■ Excerpt
'''

Imagine a world where you can send and receive cryptocurrency without a care in the world for your anonymity.
Sure, you’ll tell me that it already exists in the realm of cryptocurrency.
And you might like that, I might like it, but the authorities do not. So, they’re now trying to regulate crypto payments and tie personal details to them.
Let’s see what the legislative future might have in store for cryptocurrency users.
The US is targeting cryptocurrencies for more financial surveillance
The Department of the Treasury’s Financial Crimes Enforcement Network, FinCEN, for short, announced a proposed regulation that would require money service businesses to collect personally identifiable data about people who make transactions using self-hosted cryptocurrency wallets or foreign exchanges.
Under the new know-your-customer regulation, exchange services, including cryptocurrency ones, would need to collect data on transactions in total of $10,000 or over and send it to the government, much like banks do.
If this proposed bill passes, your withdrawals to your non-KYC'd address will take two transactions instead of one.— Eric Wall 🟨 (@ercwl) December 18, 2020
Before: Exchange -> Wallet Address
After: Exchange -> KYC Wallet Address -> Wallet Address
And the authorities seem to be in a rush too. They’ve left just a 15-day comment period for the proposal. Coinbase, one of the biggest cryptocurrency exchange companies, has asked for the usual 60-day review period.

'''

■ Provided material
'''

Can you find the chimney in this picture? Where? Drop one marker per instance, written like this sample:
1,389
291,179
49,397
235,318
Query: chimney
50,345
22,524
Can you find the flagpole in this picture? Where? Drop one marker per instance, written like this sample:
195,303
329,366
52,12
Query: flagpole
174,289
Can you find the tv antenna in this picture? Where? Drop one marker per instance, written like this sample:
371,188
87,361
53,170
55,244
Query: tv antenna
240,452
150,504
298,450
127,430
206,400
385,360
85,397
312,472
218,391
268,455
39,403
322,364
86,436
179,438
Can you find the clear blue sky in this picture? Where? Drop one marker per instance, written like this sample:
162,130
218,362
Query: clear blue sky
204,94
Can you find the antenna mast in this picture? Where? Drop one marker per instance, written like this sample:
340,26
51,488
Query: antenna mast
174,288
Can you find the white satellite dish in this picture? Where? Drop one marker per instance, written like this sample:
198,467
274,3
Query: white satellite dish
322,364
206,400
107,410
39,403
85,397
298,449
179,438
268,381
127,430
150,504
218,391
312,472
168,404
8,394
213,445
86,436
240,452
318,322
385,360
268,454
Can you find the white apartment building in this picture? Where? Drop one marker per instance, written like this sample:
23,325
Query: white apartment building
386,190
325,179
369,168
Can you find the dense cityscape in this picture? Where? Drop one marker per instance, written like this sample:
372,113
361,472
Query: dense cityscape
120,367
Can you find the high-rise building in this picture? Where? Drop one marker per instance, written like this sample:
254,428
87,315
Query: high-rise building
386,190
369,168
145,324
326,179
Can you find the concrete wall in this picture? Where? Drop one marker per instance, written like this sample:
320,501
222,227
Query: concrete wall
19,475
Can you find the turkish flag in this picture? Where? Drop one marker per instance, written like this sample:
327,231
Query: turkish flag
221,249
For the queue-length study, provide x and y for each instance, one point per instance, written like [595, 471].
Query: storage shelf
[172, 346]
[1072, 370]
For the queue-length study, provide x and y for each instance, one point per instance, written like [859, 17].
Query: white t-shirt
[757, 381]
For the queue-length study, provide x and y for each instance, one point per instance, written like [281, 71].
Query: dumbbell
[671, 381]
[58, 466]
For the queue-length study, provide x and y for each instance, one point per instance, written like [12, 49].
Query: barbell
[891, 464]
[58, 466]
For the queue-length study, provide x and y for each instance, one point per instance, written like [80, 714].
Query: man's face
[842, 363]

'''

Copy the full passage above on US cryptocurrency surveillance, word for word from its first line to its last.

■ Written answer
Imagine a world where you can send and receive cryptocurrency without a care in the world for your anonymity.
Sure, you’ll tell me that it already exists in the realm of cryptocurrency.
And you might like that, I might like it, but the authorities do not. So, they’re now trying to regulate crypto payments and tie personal details to them.
Let’s see what the legislative future might have in store for cryptocurrency users.
The US is targeting cryptocurrencies for more financial surveillance
The Department of the Treasury’s Financial Crimes Enforcement Network, FinCEN, for short, announced a proposed regulation that would require money service businesses to collect personally identifiable data about people who make transactions using self-hosted cryptocurrency wallets or foreign exchanges.
Under the new know-your-customer regulation, exchange services, including cryptocurrency ones, would need to collect data on transactions in total of $10,000 or over and send it to the government, much like banks do.
If this proposed bill passes, your withdrawals to your non-KYC'd address will take two transactions instead of one.— Eric Wall 🟨 (@ercwl) December 18, 2020
Before: Exchange -> Wallet Address
After: Exchange -> KYC Wallet Address -> Wallet Address
And the authorities seem to be in a rush too. They’ve left just a 15-day comment period for the proposal. Coinbase, one of the biggest cryptocurrency exchange companies, has asked for the usual 60-day review period.